→ SEZIONE DI TESTO:
La disposizione, così costruita, induce a ritenere che la Regione Sardegna, invece di indicare i siti "non idonei" alla istallazione di impianti eolici, così come viene prescritto dal comma 10, dell'articolo 12, del Decreto legislativo n. 387/2003, e poi disciplinato al paragrafo 17 e dall'Allegato 3 delle citate Linee guida nazionali, avrebbe indicato, su tutto il territorio regionale (anche quello costiero oltre la fascia dei 300 metri), i siti "idonei" alla installazione degli impianti.
La disposizione in esame pertanto contiene previsioni contrarie ai principi stabiliti dalle leggi dello Stato ed eccede dalla competenza statutaria concorrente della regione prevista dall’articolo 4 , lett e) dello Statuto di autonomia.
Quest’ ultima disposizione alla lettera e), attribuisce alla Regione Sardegna la potestà legislativa concorrente in materia di “produzione e distribuzione dell’energia elettrica”, prevedendo che la Regione possa emanare norme legislative nei limiti del precedente articolo 3 ( “in armonia con la Costituzione, con i principi fissati dall’ordinamento giuridico della Repubblica e col rispetto degli obblighi internazionali nonché delle norme fondamentali di riforma economico-sociale”) e nei limiti dei principi stabiliti dalle leggi dello Stato.

→ RECORD DEL DATASET:

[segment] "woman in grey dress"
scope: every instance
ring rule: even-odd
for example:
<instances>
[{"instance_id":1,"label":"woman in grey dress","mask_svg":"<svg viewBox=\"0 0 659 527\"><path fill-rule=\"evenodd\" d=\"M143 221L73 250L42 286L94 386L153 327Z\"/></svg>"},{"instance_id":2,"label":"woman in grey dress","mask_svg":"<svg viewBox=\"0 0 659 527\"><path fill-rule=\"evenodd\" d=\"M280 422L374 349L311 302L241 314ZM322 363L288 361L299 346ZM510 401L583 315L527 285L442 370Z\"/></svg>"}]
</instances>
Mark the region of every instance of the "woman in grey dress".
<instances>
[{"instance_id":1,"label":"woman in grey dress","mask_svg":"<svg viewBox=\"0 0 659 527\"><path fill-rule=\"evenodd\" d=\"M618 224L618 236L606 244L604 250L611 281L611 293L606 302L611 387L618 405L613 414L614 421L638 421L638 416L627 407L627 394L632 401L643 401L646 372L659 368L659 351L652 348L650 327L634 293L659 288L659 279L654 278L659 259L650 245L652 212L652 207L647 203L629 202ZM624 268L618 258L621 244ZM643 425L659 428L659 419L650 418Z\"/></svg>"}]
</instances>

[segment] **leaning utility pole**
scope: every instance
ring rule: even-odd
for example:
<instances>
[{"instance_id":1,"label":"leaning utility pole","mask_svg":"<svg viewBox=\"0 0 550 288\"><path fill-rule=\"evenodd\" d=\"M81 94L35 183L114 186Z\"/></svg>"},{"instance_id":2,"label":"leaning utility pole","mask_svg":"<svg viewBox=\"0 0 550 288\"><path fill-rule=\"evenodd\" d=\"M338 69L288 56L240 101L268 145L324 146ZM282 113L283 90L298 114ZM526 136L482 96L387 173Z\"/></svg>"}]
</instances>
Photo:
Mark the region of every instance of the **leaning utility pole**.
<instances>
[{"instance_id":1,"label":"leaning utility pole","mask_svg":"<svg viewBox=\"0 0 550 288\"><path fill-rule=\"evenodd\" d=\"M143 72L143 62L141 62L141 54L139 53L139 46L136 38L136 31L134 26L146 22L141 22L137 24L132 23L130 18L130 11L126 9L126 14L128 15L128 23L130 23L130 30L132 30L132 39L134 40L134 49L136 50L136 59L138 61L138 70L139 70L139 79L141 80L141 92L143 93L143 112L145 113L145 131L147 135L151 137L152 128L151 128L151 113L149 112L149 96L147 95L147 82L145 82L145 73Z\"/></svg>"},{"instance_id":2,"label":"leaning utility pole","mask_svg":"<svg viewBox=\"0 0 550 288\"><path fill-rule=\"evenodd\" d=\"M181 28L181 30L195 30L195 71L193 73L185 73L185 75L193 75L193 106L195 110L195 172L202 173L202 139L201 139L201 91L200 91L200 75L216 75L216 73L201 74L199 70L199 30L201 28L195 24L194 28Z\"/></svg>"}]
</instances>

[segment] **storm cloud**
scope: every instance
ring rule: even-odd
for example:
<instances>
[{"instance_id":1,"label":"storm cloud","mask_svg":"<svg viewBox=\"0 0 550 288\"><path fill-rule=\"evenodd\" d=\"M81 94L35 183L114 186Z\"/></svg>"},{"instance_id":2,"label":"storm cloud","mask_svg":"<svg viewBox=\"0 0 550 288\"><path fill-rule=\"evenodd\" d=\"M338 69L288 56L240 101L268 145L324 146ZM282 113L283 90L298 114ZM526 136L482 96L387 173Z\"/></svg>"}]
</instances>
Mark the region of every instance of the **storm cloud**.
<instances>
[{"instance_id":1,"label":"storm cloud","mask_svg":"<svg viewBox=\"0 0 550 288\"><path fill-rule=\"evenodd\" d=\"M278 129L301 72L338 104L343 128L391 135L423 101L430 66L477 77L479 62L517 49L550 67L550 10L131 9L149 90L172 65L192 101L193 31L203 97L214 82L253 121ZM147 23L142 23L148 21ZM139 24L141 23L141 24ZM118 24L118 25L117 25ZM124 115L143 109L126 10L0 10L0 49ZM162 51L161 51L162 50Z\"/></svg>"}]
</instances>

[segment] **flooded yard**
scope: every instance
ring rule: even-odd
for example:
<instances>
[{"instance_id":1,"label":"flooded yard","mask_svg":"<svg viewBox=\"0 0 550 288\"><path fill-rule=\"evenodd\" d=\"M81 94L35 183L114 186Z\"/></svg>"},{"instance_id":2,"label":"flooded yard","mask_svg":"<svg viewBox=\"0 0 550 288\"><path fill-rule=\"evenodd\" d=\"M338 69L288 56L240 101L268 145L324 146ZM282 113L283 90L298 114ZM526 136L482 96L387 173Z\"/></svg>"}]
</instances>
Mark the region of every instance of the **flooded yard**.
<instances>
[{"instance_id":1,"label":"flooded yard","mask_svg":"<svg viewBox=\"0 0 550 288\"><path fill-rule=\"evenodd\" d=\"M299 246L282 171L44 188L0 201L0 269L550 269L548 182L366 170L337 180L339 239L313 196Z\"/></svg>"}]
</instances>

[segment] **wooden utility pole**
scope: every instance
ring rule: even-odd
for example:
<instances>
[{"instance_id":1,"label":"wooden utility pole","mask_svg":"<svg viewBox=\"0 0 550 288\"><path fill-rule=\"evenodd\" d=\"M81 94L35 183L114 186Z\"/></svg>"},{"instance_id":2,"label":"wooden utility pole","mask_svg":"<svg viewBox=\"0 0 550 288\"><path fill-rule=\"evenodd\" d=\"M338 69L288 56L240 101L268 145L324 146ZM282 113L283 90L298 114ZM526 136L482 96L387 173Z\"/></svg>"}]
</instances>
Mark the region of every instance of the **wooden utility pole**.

→ CONSEGNA ESERCIZIO:
Prosegui il testo sulla disposizione della Regione Sardegna relativa agli impianti eolici, partendo dalla frase successiva all'ultima riportata.

→ SOLUZIONE ESERCIZIO:
Pertanto, la previsione regionale è illegittima poiché contraria, a quanto previsto dall'articolo 12, comma 10, del citato Decreto legislativo a 387/2003, il quale stabilisce che le Regioni, in attuazione delle linee guida per l'autorizzazione degli impianti alimentati da fonti rinnovabili (DM 10 settembre 2010), possano procedere alla indicazione di aree e siti non idonei alla installazione di specifiche tipologie di impianti, ma non possono provvedere autonomamente alla individuazione dei criteri per il corretto inserimento degli impianti alimentati da fonti rinnovabili, funzione quest’ultima che spetta unicamente alle Linee guida nazionali. In effetti sono proprio le Linee Guida a indicare i criteri per l'individuazione di aree non idonee (all. III, paragrafo 17). Infatti il DM 10 settembre 2010 chiarisce anche la ratio sottesa a tale individuazione stabilendo che l'individuazione delle aree e dei siti non idonei mira non già a rallentare la realizzazione degli impianti, bensì ad offrire agli operatori un quadro certo e chiaro di riferimento e orientamento per la localizzazione dei progetti.
Al riguardo, si segnala che la questione concernente l'indicazione da parte della Regione Sardegna delle aree non destinabili all'installazione di impianti eolici, peraltro, è stata già oggetto di pronuncia della Corte Costituzionale, la quale ha dichiarato l'incostituzionalità dell'art. 18 della L. R. n. 2/2007 (energia rinnovabile - eolico) di contenuto sovrapponibile a quello oggi in commento (sent Corte Cost. 11 ottobre 2012 n. 224).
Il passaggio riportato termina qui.